# What is asked:
Find the line that contains "of the silver" and print it and every line after it, exactly, please.

___ Material to process

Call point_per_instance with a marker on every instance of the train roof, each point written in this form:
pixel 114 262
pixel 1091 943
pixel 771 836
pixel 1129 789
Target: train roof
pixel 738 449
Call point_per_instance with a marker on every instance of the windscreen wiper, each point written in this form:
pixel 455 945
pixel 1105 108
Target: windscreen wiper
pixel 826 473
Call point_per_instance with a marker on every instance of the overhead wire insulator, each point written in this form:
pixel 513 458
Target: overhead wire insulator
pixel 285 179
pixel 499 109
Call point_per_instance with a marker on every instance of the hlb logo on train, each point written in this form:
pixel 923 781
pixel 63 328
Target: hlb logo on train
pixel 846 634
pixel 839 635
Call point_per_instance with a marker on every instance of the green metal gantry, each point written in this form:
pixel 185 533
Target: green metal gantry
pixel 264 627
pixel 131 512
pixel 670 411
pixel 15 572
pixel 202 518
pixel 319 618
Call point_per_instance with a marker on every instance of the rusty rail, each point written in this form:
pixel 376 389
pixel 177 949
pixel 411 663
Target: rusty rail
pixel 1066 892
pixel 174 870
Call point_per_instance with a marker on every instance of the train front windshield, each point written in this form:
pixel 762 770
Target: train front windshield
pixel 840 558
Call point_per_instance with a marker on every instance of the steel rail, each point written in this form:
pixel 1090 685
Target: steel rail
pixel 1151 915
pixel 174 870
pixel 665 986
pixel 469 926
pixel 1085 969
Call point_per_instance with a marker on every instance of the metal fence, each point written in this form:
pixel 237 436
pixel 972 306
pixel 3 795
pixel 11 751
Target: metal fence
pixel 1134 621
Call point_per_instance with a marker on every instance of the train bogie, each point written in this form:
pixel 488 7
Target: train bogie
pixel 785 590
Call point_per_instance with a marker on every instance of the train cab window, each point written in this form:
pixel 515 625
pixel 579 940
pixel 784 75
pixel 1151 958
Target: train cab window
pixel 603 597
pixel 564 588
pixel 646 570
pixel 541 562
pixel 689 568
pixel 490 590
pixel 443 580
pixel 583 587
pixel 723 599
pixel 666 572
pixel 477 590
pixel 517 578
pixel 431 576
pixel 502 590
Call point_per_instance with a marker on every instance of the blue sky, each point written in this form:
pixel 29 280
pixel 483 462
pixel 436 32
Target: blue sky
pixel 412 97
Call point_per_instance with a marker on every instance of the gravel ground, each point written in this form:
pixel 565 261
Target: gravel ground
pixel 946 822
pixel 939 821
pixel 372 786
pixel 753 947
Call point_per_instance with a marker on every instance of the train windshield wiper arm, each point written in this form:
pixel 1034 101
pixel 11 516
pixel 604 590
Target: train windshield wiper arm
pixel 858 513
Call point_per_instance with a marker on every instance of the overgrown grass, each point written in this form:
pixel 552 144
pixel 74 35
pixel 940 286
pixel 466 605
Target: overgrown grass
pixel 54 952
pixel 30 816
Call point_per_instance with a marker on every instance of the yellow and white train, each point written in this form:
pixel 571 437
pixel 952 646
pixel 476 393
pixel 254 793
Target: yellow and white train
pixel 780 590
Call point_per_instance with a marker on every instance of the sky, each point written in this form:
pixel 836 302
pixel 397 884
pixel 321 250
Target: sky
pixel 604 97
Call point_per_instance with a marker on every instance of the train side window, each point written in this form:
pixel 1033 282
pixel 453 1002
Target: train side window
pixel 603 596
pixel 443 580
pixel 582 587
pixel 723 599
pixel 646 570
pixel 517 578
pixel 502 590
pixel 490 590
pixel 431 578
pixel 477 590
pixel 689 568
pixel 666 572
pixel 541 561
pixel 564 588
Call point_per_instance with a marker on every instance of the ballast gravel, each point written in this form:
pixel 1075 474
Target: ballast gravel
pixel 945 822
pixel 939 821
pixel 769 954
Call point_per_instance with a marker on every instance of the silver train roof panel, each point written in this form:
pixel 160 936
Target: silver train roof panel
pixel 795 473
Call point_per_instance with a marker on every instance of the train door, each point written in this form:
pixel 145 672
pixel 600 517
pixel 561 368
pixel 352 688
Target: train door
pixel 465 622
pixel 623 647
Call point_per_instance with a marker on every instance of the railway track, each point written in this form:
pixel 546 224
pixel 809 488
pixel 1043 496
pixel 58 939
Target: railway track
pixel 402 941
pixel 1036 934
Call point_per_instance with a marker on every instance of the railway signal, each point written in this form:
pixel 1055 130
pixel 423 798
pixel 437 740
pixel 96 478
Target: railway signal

______

# Worked solution:
Call point_per_instance with a marker on every instance of the silver train roof panel, each point written in this form:
pixel 160 936
Target: silver train roof panel
pixel 795 473
Call point_per_instance with a marker on every instance of the train door, each point written in this form:
pixel 145 672
pixel 600 517
pixel 561 368
pixel 352 688
Target: train door
pixel 465 622
pixel 623 647
Call point_per_instance with a marker on every instance of the railway track, each point written in this form:
pixel 546 224
pixel 809 488
pixel 1043 496
pixel 58 939
Target: railway track
pixel 402 941
pixel 1036 934
Call point_per_instance with a marker on every instance of the railway signal, each point written in this form:
pixel 1055 130
pixel 423 798
pixel 437 740
pixel 96 478
Target: railway signal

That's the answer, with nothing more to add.